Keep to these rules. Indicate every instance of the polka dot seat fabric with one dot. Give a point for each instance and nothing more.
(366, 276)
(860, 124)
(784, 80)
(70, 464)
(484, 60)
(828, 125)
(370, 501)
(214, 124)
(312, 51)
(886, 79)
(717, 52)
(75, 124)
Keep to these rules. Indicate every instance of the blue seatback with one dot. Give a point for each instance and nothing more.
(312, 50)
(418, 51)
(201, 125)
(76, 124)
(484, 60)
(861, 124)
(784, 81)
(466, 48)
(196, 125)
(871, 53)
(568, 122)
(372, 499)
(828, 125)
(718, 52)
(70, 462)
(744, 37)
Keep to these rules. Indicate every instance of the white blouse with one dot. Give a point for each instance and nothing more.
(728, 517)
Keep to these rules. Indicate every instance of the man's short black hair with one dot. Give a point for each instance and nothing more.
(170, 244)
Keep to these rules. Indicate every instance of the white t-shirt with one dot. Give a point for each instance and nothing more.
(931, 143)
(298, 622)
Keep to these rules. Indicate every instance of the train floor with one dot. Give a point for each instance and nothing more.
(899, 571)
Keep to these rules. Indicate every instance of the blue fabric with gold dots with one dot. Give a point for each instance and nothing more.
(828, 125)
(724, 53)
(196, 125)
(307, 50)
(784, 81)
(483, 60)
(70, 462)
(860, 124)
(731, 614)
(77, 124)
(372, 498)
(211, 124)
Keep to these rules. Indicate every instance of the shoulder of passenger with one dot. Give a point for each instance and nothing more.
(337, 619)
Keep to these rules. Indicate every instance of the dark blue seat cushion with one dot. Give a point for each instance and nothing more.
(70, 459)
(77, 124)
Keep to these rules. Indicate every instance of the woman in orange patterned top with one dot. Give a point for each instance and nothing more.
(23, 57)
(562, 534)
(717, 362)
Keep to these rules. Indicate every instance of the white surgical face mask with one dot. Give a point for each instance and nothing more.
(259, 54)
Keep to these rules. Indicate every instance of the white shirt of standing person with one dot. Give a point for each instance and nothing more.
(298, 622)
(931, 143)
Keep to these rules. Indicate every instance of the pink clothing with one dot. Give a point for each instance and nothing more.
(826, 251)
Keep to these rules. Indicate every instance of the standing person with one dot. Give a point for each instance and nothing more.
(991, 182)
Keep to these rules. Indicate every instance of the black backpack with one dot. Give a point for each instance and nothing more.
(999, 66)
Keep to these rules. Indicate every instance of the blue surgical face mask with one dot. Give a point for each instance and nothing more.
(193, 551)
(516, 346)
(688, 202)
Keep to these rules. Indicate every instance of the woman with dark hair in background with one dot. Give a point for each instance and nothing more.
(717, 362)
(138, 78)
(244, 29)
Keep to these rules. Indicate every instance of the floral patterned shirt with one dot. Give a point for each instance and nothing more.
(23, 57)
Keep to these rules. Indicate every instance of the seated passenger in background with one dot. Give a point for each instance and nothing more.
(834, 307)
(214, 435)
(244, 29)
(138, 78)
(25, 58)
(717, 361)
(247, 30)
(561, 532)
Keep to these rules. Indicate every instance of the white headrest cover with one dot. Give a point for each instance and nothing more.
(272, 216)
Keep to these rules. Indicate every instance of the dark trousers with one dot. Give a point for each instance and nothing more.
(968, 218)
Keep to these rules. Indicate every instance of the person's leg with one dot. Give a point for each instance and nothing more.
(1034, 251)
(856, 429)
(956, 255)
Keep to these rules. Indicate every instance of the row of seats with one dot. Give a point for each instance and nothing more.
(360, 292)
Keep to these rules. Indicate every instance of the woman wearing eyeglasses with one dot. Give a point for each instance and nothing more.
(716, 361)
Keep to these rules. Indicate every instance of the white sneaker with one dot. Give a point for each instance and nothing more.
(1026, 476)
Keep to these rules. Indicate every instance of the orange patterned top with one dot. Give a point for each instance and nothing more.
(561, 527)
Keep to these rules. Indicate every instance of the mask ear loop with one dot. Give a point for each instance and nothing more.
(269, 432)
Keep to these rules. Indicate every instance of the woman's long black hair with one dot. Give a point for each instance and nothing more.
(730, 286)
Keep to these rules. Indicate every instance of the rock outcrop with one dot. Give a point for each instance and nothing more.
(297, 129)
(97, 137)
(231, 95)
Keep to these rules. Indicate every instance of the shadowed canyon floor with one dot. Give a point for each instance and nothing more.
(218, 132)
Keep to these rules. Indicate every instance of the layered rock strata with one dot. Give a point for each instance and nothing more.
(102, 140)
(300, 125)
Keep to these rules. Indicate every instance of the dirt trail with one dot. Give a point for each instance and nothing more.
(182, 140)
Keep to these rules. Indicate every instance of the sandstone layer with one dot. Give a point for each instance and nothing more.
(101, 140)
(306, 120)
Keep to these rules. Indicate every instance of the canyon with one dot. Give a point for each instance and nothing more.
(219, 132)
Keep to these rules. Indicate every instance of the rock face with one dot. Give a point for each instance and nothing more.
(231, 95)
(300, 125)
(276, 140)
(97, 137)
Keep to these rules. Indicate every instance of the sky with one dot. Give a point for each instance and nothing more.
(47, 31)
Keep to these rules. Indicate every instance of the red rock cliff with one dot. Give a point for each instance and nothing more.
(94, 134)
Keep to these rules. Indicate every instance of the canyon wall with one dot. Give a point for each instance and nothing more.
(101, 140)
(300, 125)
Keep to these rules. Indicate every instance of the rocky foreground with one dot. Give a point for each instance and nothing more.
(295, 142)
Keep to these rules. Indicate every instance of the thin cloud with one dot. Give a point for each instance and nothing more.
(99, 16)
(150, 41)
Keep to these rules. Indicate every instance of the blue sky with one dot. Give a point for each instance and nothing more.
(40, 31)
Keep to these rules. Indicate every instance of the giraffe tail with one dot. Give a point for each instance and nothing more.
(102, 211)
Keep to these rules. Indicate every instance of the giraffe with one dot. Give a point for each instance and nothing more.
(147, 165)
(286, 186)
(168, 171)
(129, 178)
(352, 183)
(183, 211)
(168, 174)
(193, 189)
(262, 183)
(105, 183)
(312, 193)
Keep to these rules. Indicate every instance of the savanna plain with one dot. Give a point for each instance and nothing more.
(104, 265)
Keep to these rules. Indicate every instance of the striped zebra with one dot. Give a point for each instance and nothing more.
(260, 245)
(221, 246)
****************
Your answer should consist of every entry, repeated exactly.

- _Output for this exercise_
Keep to these rules. Indicate every instance of the polka dot seat fabric with one dot. Give a point for each instance and nothing more.
(366, 276)
(860, 124)
(784, 80)
(70, 464)
(484, 60)
(828, 125)
(370, 501)
(214, 124)
(312, 51)
(886, 79)
(717, 52)
(75, 124)
Keep to these rules. Indicate every instance of the blue seatback with one dot. Give a point for each instance and nothing more.
(312, 50)
(418, 51)
(201, 125)
(76, 124)
(484, 60)
(861, 124)
(784, 81)
(466, 48)
(196, 125)
(871, 53)
(568, 122)
(372, 499)
(828, 125)
(718, 52)
(70, 462)
(744, 37)
Keep to these rules. Indicate every instance of the white blouse with one dot. Give a point for each instance and nothing more.
(728, 517)
Keep to these rules. Indicate every instance of the man's short black hair with one dot. Give a point for each instance and nothing more.
(170, 244)
Keep to these rules. Indicate every instance of the white t-shirt with one dot. Give a point for each instance and nothing more.
(931, 143)
(298, 622)
Keep to these rules. Indicate every instance of the train floor with one dot. Give a point for each instance and nothing more.
(899, 571)
Keep to these rules. Indicate every instance of the blue fabric with gold dots with one dot. Give a point for each instance and nothing more.
(828, 125)
(724, 53)
(196, 125)
(307, 50)
(784, 81)
(483, 60)
(70, 462)
(860, 124)
(731, 614)
(77, 124)
(372, 498)
(211, 124)
Keep to these rules. Indicate every instance of the shoulder of passenger with one dot. Give a point for each instance and nothing more.
(337, 619)
Keep to these rules. Indicate every instance of the dark blue seat cushion with one dot. Give a point for each instance and nothing more.
(70, 459)
(77, 124)
Keep to these rules. Indicate every instance of the woman in orange patterned top with one dot. Give a point for each instance and nothing more.
(23, 57)
(562, 534)
(717, 362)
Keep to these rules. Indicate every instance of the white surgical face mask with one dot. Give a point for each instance and nothing more.
(259, 54)
Keep to these rules. Indicate every instance of the white shirt of standing person with one dot. Give a point for each instance and nothing more.
(298, 622)
(931, 143)
Keep to these rules. Indicate every instance of the pink clothing with one dot. Give a point for each instance and nothing more.
(826, 251)
Keep to these rules. Indicate every instance of the standing person with one dot. Give a point for each instance and nothing more.
(991, 182)
Keep to these rules. Indicate every instance of the black backpack with one dot. Give a point for each instance and nothing more.
(999, 66)
Keep to these rules. Indicate every instance of the blue surgical face mask with one dot. Give a point for each instance and nothing more.
(193, 551)
(516, 346)
(688, 202)
Keep to these rules. Indicate every instance of the woman with dark hair in background with one dot. Give a point for each instance and nothing more.
(717, 362)
(138, 78)
(244, 29)
Keep to these rules. Indicate every instance of the floral patterned shirt with one dot. Give a point for each instance and nothing more.
(23, 57)
Keep to these rules. Indicate every instance of the seated passenger in background with one dot. Give a point for each instance and nothing more.
(834, 307)
(214, 435)
(244, 29)
(138, 78)
(25, 58)
(717, 361)
(247, 30)
(561, 532)
Keep to these rules. Indicate every instance of the white headrest cover with one dot. Give a point for each instance and nothing more.
(272, 216)
Keep to these rules. Indicate every instance of the dark trousers with one dot. Give a point for each instance and nothing more.
(968, 218)
Keep to these rules. Indicate every instance of the person's leg with one dot. Give a point for each instance and nothing more.
(1034, 251)
(856, 429)
(956, 255)
Keep to these rules. Indicate every instance of the row of seats with one dot. Give a point for each instance and nothing more.
(360, 292)
Keep to these rules. Indicate every instance of the woman wearing eyeglasses with one dot. Give a point for each instance and nothing more.
(716, 361)
Keep to these rules. Indicate every instance of the white sneaker with one dot. Give a point for each instance and nothing more.
(1026, 476)
Keep to these rules. Indicate every instance of the orange patterned top with one dot. Give a point for each instance and nothing more.
(561, 527)
Keep to these rules. Indicate every instance of the mask ear loop with one dot. Give a point for each instance and nothing more.
(269, 432)
Keep to these rules. Indicate every instance of the woman's long black hair with one dot. Give a point for each instance and nothing more.
(730, 286)
Keep to these rules. Indicate every instance of the rock outcrop with one dot. Give a point for each instance and nothing more.
(297, 129)
(97, 137)
(231, 95)
Keep to these rules. Indicate every instance of the shadowed canyon floor with one dot. Give a point for each instance and nothing more.
(218, 132)
Keep to these rules. Indicate every instance of the layered rock strata with one dot. Give a point for each instance and nothing more.
(102, 140)
(300, 125)
Keep to these rules. Indicate every instance of the dirt trail with one dot. Give a point for each instance and nothing more.
(182, 140)
Keep to these rules. Indicate every instance of the sandstone layer with one dot. Give a point for each instance and nothing more.
(101, 140)
(306, 120)
Keep to these rules. Indicate every instance of the canyon with one dot. Give a point for each instance and nothing more.
(219, 132)
Keep to these rules. Indicate every instance of the rock face with one dot. Give a point for each instance and nothing more.
(231, 95)
(300, 125)
(276, 140)
(97, 137)
Keep to these rules. Indicate every instance of the sky with one dot. Give a point for each instance and nothing more.
(47, 31)
Keep to these rules. Indicate every instance of the red rock cliff with one dot. Give a point for each instance and nothing more.
(94, 134)
Keep to these rules. Indicate every instance of the canyon wall with one dot. Give a point for each instance and nothing more.
(101, 140)
(300, 125)
Keep to these rules. Indicate every instance of the rocky foreground with one dot. Give a point for each instance and nothing more.
(295, 142)
Keep to these rules. Indicate every instance of the thin cloud with one dot. Give a point for each instance and nothing more.
(99, 16)
(150, 41)
Keep to these rules. Indicate every instance of the blue sky with one dot. Give a point for each instance and nothing more.
(40, 31)
Keep to these rules. Indicate every instance of the giraffe tail with one dot. Give a point for each instance and nothing more.
(102, 211)
Keep to these rules. Indicate every instance of the giraffe with one dot. Give a point for each instance and nothing more.
(147, 165)
(286, 186)
(168, 171)
(129, 178)
(352, 183)
(183, 211)
(168, 174)
(193, 189)
(262, 183)
(105, 183)
(312, 193)
Keep to these rules. Indicate every instance of the savanna plain with one dot. Give a point for each instance and nothing more.
(104, 265)
Keep to these rules. Indicate every instance of the striped zebra with one dot. Give a point for each instance and nothing more.
(260, 245)
(221, 246)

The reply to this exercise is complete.